* **EXTRACTED RECORDS**:
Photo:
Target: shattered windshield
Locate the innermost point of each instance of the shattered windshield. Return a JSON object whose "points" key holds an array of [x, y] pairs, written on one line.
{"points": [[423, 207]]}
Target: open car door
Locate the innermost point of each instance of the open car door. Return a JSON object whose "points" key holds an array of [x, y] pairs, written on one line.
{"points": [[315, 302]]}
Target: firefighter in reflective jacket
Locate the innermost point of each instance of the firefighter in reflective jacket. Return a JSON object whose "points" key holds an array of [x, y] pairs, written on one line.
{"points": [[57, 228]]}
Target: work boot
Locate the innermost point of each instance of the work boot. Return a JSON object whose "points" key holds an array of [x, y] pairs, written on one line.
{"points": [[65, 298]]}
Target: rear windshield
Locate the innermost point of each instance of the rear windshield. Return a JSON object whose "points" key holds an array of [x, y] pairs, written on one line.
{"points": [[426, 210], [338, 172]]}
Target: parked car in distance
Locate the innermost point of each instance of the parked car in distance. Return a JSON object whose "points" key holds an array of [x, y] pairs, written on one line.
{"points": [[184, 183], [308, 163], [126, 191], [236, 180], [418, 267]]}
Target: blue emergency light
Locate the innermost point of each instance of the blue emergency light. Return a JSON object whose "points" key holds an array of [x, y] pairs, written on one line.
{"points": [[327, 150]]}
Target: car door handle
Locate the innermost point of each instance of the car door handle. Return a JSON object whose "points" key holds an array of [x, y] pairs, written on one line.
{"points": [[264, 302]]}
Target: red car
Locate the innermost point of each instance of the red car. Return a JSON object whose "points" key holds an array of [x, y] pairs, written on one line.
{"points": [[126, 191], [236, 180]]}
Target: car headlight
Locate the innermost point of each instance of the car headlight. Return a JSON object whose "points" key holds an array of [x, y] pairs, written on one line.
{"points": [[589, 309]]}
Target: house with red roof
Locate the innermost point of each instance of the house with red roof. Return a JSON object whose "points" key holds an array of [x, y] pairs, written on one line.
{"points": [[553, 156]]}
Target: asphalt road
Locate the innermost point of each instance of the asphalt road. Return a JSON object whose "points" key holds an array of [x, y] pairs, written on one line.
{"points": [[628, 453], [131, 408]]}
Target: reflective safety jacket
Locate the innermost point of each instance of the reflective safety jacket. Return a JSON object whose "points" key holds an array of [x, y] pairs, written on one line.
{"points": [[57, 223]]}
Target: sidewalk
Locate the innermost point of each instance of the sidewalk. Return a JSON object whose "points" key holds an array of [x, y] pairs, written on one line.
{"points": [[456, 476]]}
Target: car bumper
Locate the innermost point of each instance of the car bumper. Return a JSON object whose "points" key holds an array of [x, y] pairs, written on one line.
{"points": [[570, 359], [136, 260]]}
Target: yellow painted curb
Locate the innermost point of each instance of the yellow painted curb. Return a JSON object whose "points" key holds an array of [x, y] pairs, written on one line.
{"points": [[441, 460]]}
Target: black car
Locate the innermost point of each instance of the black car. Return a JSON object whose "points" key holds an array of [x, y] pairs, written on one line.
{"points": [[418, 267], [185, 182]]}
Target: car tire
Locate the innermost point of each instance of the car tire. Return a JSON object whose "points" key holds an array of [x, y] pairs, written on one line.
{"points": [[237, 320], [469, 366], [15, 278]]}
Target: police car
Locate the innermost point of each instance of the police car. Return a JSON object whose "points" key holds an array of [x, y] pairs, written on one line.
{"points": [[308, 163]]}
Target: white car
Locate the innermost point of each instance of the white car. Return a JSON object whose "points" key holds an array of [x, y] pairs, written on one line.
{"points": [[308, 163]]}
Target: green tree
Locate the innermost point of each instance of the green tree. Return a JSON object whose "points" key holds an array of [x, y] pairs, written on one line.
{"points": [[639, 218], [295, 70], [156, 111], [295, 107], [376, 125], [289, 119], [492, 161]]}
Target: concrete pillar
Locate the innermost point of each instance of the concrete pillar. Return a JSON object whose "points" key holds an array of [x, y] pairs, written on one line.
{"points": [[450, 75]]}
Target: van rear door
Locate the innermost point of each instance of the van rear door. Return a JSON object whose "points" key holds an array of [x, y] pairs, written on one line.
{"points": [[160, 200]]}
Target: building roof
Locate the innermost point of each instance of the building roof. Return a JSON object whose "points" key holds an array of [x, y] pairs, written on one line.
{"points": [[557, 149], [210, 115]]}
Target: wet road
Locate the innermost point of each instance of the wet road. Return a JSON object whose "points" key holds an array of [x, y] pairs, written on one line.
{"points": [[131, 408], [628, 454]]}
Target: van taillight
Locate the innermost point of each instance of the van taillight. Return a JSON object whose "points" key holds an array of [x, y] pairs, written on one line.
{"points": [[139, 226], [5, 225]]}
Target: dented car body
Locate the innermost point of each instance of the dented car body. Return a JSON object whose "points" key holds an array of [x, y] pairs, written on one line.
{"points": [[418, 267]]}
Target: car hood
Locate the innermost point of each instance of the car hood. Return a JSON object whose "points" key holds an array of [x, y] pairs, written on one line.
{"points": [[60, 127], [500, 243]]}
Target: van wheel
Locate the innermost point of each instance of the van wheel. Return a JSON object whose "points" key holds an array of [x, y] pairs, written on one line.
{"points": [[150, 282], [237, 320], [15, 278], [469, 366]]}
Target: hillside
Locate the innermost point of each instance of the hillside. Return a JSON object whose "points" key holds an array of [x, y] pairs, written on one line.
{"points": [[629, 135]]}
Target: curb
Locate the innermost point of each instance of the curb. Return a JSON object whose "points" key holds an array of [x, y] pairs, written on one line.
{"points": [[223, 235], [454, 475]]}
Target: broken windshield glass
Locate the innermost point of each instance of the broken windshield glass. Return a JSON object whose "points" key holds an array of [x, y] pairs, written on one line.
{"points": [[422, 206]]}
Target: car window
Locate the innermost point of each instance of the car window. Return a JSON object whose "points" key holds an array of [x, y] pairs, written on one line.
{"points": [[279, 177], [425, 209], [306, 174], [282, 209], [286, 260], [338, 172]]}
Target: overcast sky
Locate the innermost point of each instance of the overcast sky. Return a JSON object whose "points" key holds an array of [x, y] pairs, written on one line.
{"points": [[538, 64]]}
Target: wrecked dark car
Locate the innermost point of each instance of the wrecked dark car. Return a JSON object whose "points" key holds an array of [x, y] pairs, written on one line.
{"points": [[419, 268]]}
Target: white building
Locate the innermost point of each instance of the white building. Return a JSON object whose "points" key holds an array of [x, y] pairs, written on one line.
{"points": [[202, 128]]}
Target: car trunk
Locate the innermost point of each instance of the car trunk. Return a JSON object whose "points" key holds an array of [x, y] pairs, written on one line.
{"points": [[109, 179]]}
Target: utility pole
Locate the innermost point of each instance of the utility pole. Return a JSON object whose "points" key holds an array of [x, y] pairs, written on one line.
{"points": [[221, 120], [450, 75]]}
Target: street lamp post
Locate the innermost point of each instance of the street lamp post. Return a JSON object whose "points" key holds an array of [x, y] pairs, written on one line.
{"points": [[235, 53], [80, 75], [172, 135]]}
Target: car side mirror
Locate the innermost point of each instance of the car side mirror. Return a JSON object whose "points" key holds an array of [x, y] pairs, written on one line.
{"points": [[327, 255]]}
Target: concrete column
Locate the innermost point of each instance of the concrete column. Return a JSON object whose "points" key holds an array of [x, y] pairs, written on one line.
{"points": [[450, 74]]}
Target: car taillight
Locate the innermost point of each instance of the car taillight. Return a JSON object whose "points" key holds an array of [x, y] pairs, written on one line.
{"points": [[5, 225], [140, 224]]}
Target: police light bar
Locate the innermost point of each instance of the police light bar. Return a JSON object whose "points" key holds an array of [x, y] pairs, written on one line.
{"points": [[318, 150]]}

* **INSTRUCTIONS FOR THE TASK**: Quote every entry exactly.

* **THE RESULT**:
Photo:
Target: shattered windshield
Locate the innermost point of each instance of the shattered windshield. Return a JSON object whose "points" key holds an array of [x, y] pairs, written on one line.
{"points": [[423, 207]]}
Target: open car door
Locate the innermost point of each instance of the open car door. Return a JSON object whose "points" key holds an array of [x, y] pairs, written on one line.
{"points": [[315, 302]]}
Target: firefighter in reflective jacket
Locate the innermost point of each instance of the firefighter in reflective jacket. Return a JSON object whose "points" key holds an array of [x, y] pairs, written on one line.
{"points": [[57, 228]]}
Target: work boot
Locate the innermost point of each instance of the work boot. Return a JSON object whose "points" key holds an array of [x, y] pairs, written on one line.
{"points": [[65, 298]]}
Target: rear windshield
Locate the innermost point of each instance of the rear windshield. Return a JSON object whose "points" key holds an array of [x, y] pairs, written on one line.
{"points": [[426, 210], [338, 172]]}
Target: parked car in distance
Locate the innermost point of each instance of the parked car in distance. Return a JSON object whose "points" key holds an array of [x, y] pairs, written on one line.
{"points": [[184, 183], [308, 163], [126, 191], [236, 180], [418, 267]]}
Target: blue emergency light
Locate the innermost point of each instance of the blue emergency light. Return a JSON object whose "points" key holds an array of [x, y] pairs, written on one line.
{"points": [[327, 150]]}
Target: car door handle
Locate the innermost point of each instance of the car door handle. Return a JSON object whose "points" key holds an array of [x, y] pairs, written on one line.
{"points": [[264, 302]]}
Target: red car
Locate the innermost point of each instance of the red car. Return a JSON object whose "points" key holds an array of [x, y] pairs, written on one line.
{"points": [[126, 191], [236, 180]]}
Target: car headlight
Locate the innermost point of each instance of the car headlight. Return a JSON object whose "points" key holds an array of [x, y] pairs, written on one line.
{"points": [[589, 309]]}
Target: house with red roof
Locate the innermost point of each instance of the house with red roof. Return a JSON object whose "points" key holds an array of [x, y] pairs, written on one line.
{"points": [[553, 156]]}
Target: asphalt road
Locate the innermost point of each instance of the asphalt road. Return a JSON object whose "points" key holds an array of [x, y] pairs, written on one line.
{"points": [[628, 453], [131, 408]]}
Target: reflective safety jacket
Locate the innermost point of each instance of the reflective safety jacket. Return a JSON object whose "points" key holds an array of [x, y] pairs, written on one line.
{"points": [[57, 223]]}
Target: sidewalk
Locate the innermost point of each instance of the sidewalk. Return a JSON object whose "points" key holds an array of [x, y] pairs, written on one line.
{"points": [[456, 476]]}
Target: car bumper
Locate the innermost point of each instance of the car bumper. Return a JSON object whose "points" key holds an array of [x, y] pairs, written on one line.
{"points": [[570, 359], [136, 260]]}
Target: yellow painted curb
Locate the innermost point of each instance of the yellow painted curb. Return a JSON object whose "points" key holds an array of [x, y] pairs, written on one line.
{"points": [[441, 460]]}
Target: black car
Locate the innermost point of each instance of the black car. Return a JSON object whose "points" key holds an array of [x, y] pairs, written on one line.
{"points": [[418, 267], [185, 182]]}
Target: car tire
Locate the innermost point of each instance of the car tire. Return a JSON object whose "points" key holds an array of [x, y] pairs, written on one line.
{"points": [[237, 320], [469, 366], [15, 278]]}
Target: police car
Locate the innermost point of each instance of the police car. Return a JSON object whose "points" key holds an array of [x, y] pairs, written on one line.
{"points": [[308, 163]]}
Target: white car
Locate the innermost point of each instance of the white car. Return a JSON object whose "points" key holds an array of [x, y] pairs, written on one line.
{"points": [[308, 163]]}
Target: green tree
Locate the innermost point of each instance of the green tree. Return a JSON object whose "points" key holds an array of [x, y] pairs, written on one line.
{"points": [[639, 218], [295, 70], [156, 111], [295, 107], [376, 125], [289, 119], [492, 161]]}
Target: concrete pillar
Locate the innermost point of each instance of the concrete pillar. Return a JSON object whose "points" key holds an array of [x, y] pairs, written on one line.
{"points": [[450, 75]]}
Target: van rear door
Locate the innermost point of each instance of the van rear door. Return a JSON object whose "points" key holds an array of [x, y] pairs, written on one line.
{"points": [[160, 200]]}
Target: building roof
Locate the innermost point of each instance of the building roof. Return a JSON object whose "points" key holds an array of [x, y] pairs, written on one line.
{"points": [[557, 149], [210, 115]]}
Target: wet road
Locate the innermost point of each instance of the wet road. Return a JSON object whose "points" key holds an array of [x, y] pairs, written on one line.
{"points": [[131, 408], [628, 454]]}
Target: van taillight
Locate the innermost point of each instance of the van taillight. Return a JSON object whose "points" key holds an array of [x, y] pairs, written on one line.
{"points": [[139, 226], [5, 225]]}
Target: dented car body
Locate the innermost point of each instance of the dented car body. Return a JSON object whose "points" key holds an array of [x, y] pairs, written on one line.
{"points": [[418, 267]]}
Target: car hood
Locate the innermost point of each instance of the car hood. Return a JSON object whose "points" key holds an array of [x, y] pairs, written on one line.
{"points": [[60, 127], [500, 243]]}
Target: van wheel
Locate the innermost point of each instance of the van wheel. Return a JSON object whose "points" key holds an array of [x, y] pairs, written on one line.
{"points": [[150, 282], [237, 320], [15, 278], [469, 366]]}
Target: hillside
Locate the innermost point of each instance of the hillside. Return a JSON object whose "points" key holds an array of [x, y] pairs, written on one line.
{"points": [[629, 135]]}
Target: curb
Locate the innermost point of each instance of the curb. Return a JSON object whose "points" key holds an array of [x, y] pairs, written on one line.
{"points": [[223, 235], [454, 475]]}
Target: broken windshield glass
Locate the innermost point of each instance of the broken windshield glass. Return a JSON object whose "points" key holds an array of [x, y] pairs, written on one line.
{"points": [[422, 206]]}
Target: car window
Locate the innermost point of each instance of the car window. Return a JSON object whose "points" key holds an array of [x, y] pairs, written on one line.
{"points": [[279, 177], [425, 209], [306, 174], [282, 209], [286, 260], [338, 172]]}
Target: overcast sky
Locate the innermost point of each instance of the overcast sky. Return a JSON object whose "points" key holds an array of [x, y] pairs, written on one line.
{"points": [[538, 64]]}
Target: wrecked dark car
Locate the innermost point of each instance of the wrecked dark car. Return a JSON object whose "points" key holds an array of [x, y] pairs, written on one line.
{"points": [[419, 268]]}
Target: white building
Locate the innermost point of each instance of the white building. Return a JSON object whose "points" key holds an array of [x, y] pairs, written on one line.
{"points": [[202, 128]]}
Target: car trunk
Locate the innermost point of each instance of the car trunk. Return a JSON object whose "points" key holds an array of [x, y] pairs, written on one line.
{"points": [[109, 179]]}
Target: utility pole
Locate the innermost point of each instance of the utility pole. Return a JSON object whose "points" key holds an array of [x, y] pairs, written on one line.
{"points": [[221, 120], [450, 75]]}
Target: street lamp post
Locate the innermost point of each instance of the street lamp post. Return a JSON object whose "points" key holds an array of [x, y] pairs, written on one line.
{"points": [[235, 53], [80, 75], [172, 135]]}
Target: car side mirror
Locate the innermost point of each instance of the car side mirror. Return a JSON object whose "points" key holds an array of [x, y] pairs, written on one line.
{"points": [[327, 255]]}
Target: concrete column
Locate the innermost point of each instance of the concrete column. Return a JSON object whose "points" key holds an array of [x, y] pairs, written on one line.
{"points": [[450, 74]]}
Target: car taillight
Locate the innermost point of each instance of the car taillight. Return a JSON object whose "points" key holds an array of [x, y] pairs, written on one line.
{"points": [[5, 225], [140, 224]]}
Target: police light bar
Locate the innermost point of each instance of the police light bar. Return a JSON object whose "points" key holds an array of [x, y] pairs, written on one line.
{"points": [[318, 150]]}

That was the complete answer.